- **Assignment**:
Where the line with "x=233, y=315" appears below, start writing out lines exactly, and finish with the line with "x=37, y=390", which is included; write out nothing else.

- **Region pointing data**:
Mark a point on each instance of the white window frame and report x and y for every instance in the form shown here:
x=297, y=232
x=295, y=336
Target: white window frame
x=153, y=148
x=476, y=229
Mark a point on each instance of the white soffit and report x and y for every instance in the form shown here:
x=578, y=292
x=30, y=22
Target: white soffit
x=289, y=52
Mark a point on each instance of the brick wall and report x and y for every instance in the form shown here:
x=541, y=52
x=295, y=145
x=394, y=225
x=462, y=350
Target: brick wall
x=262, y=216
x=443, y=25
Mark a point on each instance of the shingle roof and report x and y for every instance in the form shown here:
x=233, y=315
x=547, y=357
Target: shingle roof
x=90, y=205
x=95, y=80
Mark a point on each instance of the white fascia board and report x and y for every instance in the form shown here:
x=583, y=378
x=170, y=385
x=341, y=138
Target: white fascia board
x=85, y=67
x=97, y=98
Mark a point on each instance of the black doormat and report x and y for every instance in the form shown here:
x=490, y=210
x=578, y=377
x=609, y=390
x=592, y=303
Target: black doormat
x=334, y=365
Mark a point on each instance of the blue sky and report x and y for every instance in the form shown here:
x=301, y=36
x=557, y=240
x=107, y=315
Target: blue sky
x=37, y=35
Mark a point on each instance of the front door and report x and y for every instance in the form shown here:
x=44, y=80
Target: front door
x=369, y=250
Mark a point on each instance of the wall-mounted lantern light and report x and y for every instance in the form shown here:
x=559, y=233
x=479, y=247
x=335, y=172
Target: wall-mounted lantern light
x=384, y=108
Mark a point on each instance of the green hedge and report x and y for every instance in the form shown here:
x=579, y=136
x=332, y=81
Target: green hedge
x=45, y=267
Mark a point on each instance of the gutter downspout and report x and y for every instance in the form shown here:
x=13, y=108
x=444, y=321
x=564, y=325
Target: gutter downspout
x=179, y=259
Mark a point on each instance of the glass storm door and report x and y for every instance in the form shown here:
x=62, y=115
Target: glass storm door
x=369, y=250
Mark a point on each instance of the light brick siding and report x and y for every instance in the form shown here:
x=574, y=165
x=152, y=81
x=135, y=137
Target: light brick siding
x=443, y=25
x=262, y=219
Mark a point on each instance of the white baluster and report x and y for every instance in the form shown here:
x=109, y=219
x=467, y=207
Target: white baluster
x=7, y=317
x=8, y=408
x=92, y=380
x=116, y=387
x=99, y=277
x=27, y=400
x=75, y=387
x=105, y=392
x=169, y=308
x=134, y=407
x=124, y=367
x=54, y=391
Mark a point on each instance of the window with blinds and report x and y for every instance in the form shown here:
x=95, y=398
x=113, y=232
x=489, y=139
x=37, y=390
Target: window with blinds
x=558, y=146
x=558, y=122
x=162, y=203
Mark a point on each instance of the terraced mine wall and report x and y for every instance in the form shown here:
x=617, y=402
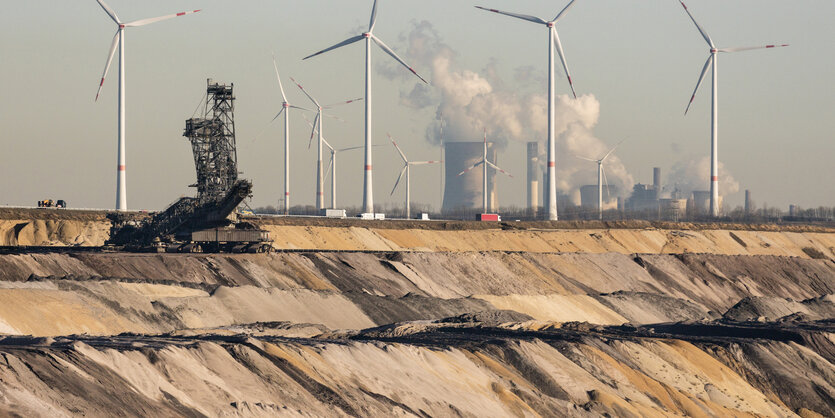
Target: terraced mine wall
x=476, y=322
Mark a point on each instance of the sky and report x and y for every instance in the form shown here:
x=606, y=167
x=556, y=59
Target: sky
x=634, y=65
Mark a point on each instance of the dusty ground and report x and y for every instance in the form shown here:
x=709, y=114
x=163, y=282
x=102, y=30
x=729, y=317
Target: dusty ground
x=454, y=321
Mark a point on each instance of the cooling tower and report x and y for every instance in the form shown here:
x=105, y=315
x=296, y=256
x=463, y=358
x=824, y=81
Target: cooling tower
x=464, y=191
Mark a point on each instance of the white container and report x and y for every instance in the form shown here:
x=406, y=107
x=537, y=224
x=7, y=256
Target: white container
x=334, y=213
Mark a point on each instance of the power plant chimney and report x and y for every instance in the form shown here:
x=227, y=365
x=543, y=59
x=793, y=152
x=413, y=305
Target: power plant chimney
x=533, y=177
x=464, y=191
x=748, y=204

---

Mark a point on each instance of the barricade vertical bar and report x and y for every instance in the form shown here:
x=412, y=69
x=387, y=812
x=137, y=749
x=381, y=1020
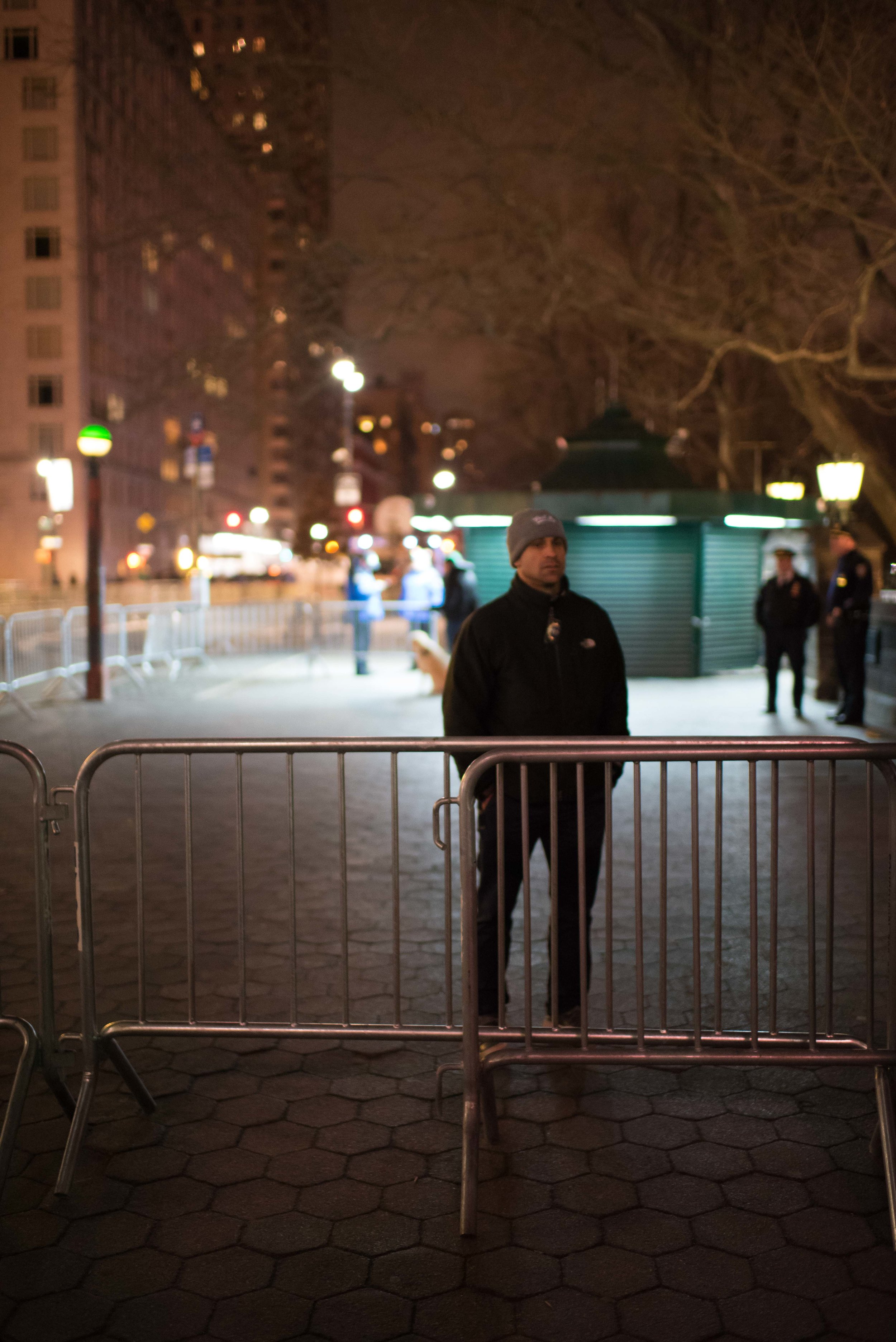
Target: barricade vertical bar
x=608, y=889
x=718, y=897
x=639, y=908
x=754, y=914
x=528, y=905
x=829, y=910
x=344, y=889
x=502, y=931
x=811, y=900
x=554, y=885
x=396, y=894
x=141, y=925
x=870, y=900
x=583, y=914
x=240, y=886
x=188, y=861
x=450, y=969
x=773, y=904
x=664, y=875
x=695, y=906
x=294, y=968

...

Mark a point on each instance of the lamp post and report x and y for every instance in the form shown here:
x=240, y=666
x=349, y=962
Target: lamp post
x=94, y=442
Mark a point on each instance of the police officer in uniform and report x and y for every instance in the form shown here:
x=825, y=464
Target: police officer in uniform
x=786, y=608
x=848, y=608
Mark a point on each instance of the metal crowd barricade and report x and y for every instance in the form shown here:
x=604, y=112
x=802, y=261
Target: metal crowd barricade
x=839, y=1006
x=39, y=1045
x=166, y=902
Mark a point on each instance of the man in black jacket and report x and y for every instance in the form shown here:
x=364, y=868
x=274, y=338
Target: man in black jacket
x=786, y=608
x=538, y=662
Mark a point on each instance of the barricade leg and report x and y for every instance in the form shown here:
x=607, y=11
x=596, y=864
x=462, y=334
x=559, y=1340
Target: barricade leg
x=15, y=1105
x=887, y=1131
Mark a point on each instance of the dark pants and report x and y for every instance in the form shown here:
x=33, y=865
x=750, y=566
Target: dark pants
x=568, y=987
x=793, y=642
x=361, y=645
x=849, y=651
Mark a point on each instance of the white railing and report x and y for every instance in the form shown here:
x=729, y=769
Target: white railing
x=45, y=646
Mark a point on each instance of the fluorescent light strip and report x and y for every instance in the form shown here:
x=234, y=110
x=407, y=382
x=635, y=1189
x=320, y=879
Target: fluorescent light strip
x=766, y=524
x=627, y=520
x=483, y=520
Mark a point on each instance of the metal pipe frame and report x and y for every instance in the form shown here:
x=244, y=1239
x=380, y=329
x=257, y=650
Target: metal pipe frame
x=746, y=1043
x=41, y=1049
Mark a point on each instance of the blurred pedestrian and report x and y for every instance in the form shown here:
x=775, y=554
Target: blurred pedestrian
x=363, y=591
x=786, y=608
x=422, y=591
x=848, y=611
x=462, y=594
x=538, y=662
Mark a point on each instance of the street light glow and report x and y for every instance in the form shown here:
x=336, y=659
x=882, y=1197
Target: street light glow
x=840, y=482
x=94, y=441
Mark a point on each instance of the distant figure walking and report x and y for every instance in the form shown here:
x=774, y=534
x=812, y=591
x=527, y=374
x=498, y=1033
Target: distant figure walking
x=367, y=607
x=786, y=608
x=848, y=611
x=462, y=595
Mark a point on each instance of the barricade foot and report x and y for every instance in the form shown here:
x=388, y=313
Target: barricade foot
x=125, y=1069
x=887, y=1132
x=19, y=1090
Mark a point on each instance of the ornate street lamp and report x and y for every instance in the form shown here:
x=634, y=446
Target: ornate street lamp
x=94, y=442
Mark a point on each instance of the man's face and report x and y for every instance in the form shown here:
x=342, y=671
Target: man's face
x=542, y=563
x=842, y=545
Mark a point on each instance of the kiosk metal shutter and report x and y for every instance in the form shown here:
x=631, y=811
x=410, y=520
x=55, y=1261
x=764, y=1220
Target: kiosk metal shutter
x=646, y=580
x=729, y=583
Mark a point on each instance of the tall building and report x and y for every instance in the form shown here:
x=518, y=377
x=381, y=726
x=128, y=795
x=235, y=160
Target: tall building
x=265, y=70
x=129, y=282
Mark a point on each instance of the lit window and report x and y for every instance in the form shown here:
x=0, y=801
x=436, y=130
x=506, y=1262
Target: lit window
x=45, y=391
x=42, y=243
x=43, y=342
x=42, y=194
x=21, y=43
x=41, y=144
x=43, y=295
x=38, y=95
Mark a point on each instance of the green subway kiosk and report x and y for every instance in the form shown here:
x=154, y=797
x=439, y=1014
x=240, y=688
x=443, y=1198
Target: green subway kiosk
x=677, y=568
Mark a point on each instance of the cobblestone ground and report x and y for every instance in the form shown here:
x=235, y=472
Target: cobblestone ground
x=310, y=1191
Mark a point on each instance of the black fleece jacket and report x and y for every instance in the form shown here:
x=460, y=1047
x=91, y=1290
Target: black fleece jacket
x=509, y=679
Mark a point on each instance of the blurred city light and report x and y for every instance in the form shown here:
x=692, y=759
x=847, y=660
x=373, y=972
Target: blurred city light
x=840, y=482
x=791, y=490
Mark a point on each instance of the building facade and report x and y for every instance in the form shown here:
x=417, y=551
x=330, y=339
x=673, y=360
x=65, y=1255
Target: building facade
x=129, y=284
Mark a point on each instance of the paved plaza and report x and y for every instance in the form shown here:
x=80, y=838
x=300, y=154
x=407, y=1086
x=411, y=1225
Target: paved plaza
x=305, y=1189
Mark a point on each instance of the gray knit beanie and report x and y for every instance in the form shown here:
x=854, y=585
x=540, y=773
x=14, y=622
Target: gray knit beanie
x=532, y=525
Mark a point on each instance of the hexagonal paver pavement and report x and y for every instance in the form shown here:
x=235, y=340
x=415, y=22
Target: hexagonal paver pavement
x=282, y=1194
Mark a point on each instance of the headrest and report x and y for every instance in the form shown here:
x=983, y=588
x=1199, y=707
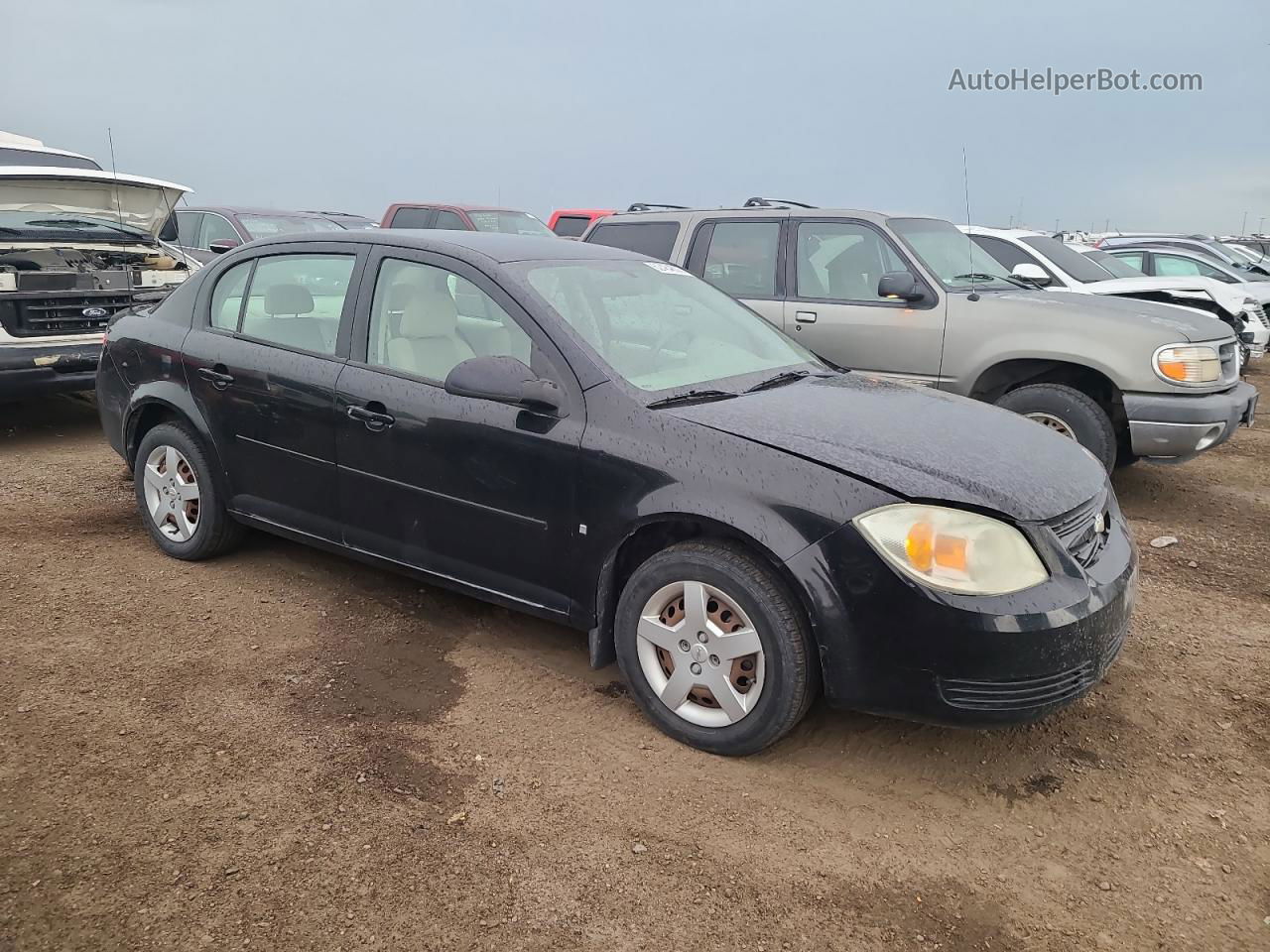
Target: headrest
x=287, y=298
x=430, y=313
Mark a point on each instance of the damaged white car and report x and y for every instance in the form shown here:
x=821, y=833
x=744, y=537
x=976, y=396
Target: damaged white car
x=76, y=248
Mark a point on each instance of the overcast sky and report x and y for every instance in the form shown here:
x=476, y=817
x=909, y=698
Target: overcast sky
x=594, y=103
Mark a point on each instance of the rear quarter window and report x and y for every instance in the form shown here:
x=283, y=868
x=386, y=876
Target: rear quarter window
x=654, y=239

- **Task response**:
x=233, y=315
x=547, y=357
Target: shingle roof
x=90, y=205
x=95, y=80
Mark a point on each instance of the white fascia board and report x and y for every instance in the form shown here:
x=583, y=378
x=170, y=385
x=341, y=138
Target: white fascia board
x=85, y=67
x=97, y=98
Mark a point on each instance of the black doormat and report x and y for every instance in the form shown here:
x=490, y=210
x=578, y=377
x=609, y=390
x=592, y=303
Target: black doormat
x=334, y=365
Mark a point on each instance of the blue sky and report x and y for every instance in the form shown here:
x=301, y=36
x=557, y=240
x=107, y=315
Target: blue sky
x=37, y=35
Mark a point on each instance of the front door and report x and y for every instance in the form shown here:
x=44, y=80
Target: front door
x=369, y=250
Mark a point on each instance of the wall-mounted lantern light and report x and y for every instance in the form shown here:
x=559, y=233
x=479, y=247
x=335, y=172
Target: wall-mounted lantern light
x=384, y=108
Mark a point on each instance of the green hedge and report x and y for every instance in the form shown here:
x=579, y=136
x=332, y=81
Target: green hedge
x=45, y=267
Mark a point on each instance of the gutter downspout and report x and y for every instance in the form shown here:
x=13, y=108
x=444, y=321
x=564, y=325
Target: gutter downspout
x=179, y=259
Mark a point on each instance of the glass storm door and report x and y for every instance in the form shown here:
x=62, y=115
Target: glass storm door
x=369, y=250
Mark a point on each instance of the light brick siding and report x and y for every instance in the form shown here:
x=574, y=165
x=152, y=81
x=135, y=137
Target: light brick siding
x=443, y=25
x=262, y=219
Mark a point on each instance of the white baluster and report x and y for every instance in the form shown here:
x=109, y=219
x=467, y=207
Target: white baluster
x=7, y=317
x=8, y=408
x=92, y=380
x=116, y=387
x=99, y=277
x=27, y=400
x=75, y=387
x=105, y=392
x=169, y=308
x=134, y=407
x=124, y=367
x=54, y=391
Mark a point on each instance of the window with blinds and report x and y for every instance in the form shown here:
x=95, y=398
x=113, y=232
x=489, y=139
x=37, y=390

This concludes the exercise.